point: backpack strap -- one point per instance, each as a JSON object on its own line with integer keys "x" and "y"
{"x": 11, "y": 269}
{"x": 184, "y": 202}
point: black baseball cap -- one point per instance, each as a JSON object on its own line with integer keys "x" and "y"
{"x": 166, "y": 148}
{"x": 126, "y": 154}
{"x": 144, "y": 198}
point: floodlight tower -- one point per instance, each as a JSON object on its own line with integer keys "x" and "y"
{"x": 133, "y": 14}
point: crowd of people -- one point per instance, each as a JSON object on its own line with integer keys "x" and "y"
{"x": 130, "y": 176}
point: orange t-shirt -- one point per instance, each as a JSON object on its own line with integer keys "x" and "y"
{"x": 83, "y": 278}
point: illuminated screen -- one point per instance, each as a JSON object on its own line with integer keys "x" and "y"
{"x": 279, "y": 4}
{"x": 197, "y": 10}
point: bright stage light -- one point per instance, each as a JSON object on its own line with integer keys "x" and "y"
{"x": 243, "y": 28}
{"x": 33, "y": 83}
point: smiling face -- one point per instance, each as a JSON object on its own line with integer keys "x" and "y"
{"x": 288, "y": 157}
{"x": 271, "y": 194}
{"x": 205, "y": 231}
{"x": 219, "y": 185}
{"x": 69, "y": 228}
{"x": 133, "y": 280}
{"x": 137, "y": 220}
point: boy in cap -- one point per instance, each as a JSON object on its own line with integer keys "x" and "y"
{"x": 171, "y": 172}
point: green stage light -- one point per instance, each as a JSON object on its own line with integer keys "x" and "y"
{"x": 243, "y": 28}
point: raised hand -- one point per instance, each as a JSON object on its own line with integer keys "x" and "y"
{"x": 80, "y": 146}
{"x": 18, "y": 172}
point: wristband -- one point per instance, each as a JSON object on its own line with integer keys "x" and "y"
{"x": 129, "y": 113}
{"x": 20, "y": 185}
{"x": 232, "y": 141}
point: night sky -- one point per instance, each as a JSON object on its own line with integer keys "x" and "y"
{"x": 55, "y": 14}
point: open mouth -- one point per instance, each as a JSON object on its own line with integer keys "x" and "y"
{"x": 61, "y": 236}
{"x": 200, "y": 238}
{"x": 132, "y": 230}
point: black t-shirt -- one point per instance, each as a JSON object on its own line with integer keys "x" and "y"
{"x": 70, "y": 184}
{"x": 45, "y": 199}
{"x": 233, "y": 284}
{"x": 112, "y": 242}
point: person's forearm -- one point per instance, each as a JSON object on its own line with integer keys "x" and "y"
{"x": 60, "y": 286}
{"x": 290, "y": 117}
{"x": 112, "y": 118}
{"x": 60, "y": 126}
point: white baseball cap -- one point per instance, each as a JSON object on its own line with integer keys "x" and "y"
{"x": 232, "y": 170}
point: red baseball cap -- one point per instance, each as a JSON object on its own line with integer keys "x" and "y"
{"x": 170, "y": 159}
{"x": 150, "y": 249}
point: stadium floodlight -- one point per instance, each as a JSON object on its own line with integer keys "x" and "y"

- _Challenge_:
Please reproduce the lines above from the line containing "point: red baseball" through the end, replacing "stadium floodlight" with "arena floodlight" and leaving all else unchanged.

- _Exercise response_:
point: red baseball cap -- one point per instance, each as a JSON object on its own line with integer keys "x" and "y"
{"x": 170, "y": 159}
{"x": 150, "y": 249}
point: arena floodlight -- one point per instance, each as a JSON object on its own line with integer keys "x" and "y"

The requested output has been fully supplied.